**What you should do**
This task calls for printing every entry exactly.

—————

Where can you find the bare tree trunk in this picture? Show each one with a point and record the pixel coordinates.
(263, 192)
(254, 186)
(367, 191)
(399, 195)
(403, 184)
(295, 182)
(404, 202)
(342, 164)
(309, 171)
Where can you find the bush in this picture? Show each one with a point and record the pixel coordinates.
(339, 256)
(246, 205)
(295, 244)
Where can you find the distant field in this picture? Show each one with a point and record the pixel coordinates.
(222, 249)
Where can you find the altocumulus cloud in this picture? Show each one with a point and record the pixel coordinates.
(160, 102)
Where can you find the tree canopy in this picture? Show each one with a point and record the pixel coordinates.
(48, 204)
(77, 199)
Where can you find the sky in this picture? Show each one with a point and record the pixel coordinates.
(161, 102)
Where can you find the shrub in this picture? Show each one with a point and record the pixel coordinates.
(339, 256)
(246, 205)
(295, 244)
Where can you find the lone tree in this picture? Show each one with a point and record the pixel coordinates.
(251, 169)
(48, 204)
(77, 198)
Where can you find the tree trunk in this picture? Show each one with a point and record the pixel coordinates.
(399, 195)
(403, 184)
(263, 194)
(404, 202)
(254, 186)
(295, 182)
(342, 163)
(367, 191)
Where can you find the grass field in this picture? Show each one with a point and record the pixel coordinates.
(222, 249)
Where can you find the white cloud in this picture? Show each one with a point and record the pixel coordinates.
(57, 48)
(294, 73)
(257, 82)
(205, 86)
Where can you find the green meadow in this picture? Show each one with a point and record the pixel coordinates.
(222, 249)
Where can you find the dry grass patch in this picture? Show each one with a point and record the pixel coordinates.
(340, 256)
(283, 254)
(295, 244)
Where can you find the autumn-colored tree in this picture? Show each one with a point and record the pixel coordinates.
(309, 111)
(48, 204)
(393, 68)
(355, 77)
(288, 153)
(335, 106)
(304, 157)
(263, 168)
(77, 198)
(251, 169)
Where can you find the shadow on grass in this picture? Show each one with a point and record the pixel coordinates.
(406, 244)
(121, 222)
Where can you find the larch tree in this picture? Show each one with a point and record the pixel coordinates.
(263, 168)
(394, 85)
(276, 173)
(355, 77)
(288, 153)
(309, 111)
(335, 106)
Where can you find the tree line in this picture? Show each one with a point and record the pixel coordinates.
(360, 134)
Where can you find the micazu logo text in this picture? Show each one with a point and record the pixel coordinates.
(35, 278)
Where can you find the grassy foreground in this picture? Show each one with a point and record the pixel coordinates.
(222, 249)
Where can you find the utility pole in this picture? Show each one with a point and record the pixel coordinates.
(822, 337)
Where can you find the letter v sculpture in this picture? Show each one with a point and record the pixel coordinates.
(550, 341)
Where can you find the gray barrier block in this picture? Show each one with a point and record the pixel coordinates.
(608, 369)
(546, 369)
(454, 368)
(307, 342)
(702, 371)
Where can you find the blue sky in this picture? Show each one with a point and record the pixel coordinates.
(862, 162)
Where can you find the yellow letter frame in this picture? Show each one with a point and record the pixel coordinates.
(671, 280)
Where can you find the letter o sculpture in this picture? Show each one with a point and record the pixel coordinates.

—————

**Your response**
Where can you find the bare tree trunk in this picture? Show each one with a point and record the pixel coordinates.
(263, 192)
(254, 186)
(367, 191)
(399, 195)
(403, 184)
(295, 182)
(404, 202)
(342, 164)
(309, 171)
Where can you find the bush in this picture? Show each one with a point and record the pixel coordinates.
(339, 256)
(246, 205)
(295, 244)
Where can you find the distant field in this picture? Show each one with a point and record the pixel coordinates.
(222, 249)
Where can you find the altocumulus cloud in this picture? Show each one with a point and record the pixel coordinates.
(160, 102)
Where can you find the tree canopy in this picture? Show each one with a point and record the pixel coordinates.
(48, 204)
(77, 199)
Where can you find the sky in this picture? Show each one with a point and record the pixel coordinates.
(161, 102)
Where can you find the shrub in this picture? Show each one with a point and record the pixel coordinates.
(339, 256)
(246, 205)
(295, 244)
Where can you find the lone tree in this picture? Show each one with a point and record the pixel coordinates.
(251, 169)
(48, 204)
(77, 198)
Where can you find the tree trunk in this picture? Show each one with a point and record the pixel coordinates.
(399, 195)
(403, 184)
(263, 194)
(404, 202)
(254, 186)
(295, 182)
(342, 163)
(367, 191)
Where can you find the grass field in this picture? Show each one with a point and record the pixel coordinates.
(222, 249)
Where can you find the white cloud in this picture? Show each one with a point and record the pixel coordinates.
(57, 48)
(294, 73)
(257, 82)
(205, 86)
Where can you find the green meadow in this picture? Show each one with a point and record the pixel coordinates.
(222, 249)
Where can you find the dry grass patch in this picture? Show each one with a point and record the pixel coordinates.
(340, 256)
(283, 254)
(295, 244)
Where can you find the autumn-colored tree in this picture? Show each one with a point and record the pixel coordinates.
(309, 111)
(48, 204)
(393, 68)
(355, 77)
(288, 153)
(335, 106)
(304, 157)
(263, 168)
(77, 198)
(251, 169)
Where can you find the shadow on grass in this picture? Show each one with a point and record the pixel coordinates.
(406, 244)
(121, 222)
Where can you find the larch tree in this picture? Show each one with a point and record the pixel coordinates.
(263, 168)
(394, 85)
(276, 173)
(355, 77)
(288, 153)
(309, 111)
(335, 106)
Where can you find the tree line in this picture? Show each one with a point and record the pixel coordinates.
(360, 134)
Where can you find the micazu logo text in this picture? Show each one with a point and record the pixel coordinates.
(35, 278)
Where can you find the grassy foreground in this picture? Show each one with a point and record the pixel coordinates.
(222, 249)
Where can you find the utility pole in this picture? Show each one with a point and record the pixel coordinates.
(822, 337)
Where can you find the letter v sculpture in this picture? Show each one with a point and record the pixel coordinates.
(550, 341)
Where can you find the gray barrier block in this picture? Show each one with a point and record the pixel coordinates.
(608, 369)
(546, 369)
(454, 368)
(307, 342)
(702, 371)
Where can you find the blue sky in this picture? Show each one with a point and record the pixel coordinates.
(862, 162)
Where can you find the yellow letter frame in this picture? Show each one with a point and record the pixel coordinates.
(671, 280)
Where can you find the letter o sculpture in this picture? Show each one with a point and record the pixel coordinates.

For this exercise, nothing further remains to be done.